Direction: Rewrite these rows, replacing each "disc" with "circle" and keeping everything else the same. Leave the pictures out of your answer.

Extracted material:

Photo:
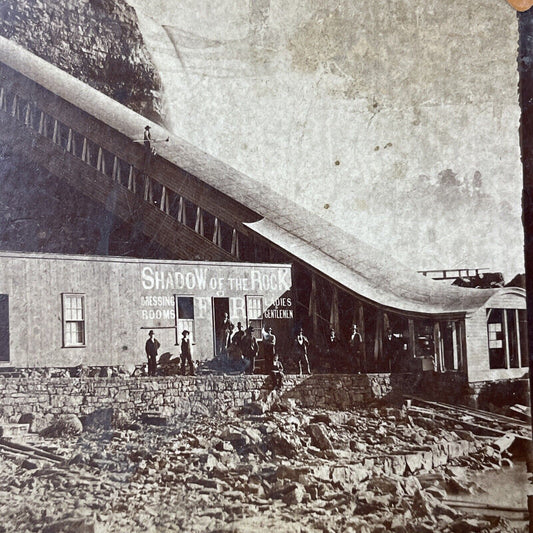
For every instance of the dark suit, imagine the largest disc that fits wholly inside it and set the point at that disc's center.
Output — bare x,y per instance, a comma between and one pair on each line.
186,356
151,348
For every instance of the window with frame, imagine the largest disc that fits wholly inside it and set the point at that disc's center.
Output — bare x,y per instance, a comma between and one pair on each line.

Response:
Photo:
For every instance of the dark suit, imagine the largest circle that fits wholly inside it and set the point at that circle's center.
Output — bare x,y per instance, a comma between and one pair on each line.
186,356
151,348
For every instance of the window with frame, imagine the largest circle that fits wholly inside it and set the point at that circle's center.
Output — bare x,y per instance, a comma between and one pair on each line.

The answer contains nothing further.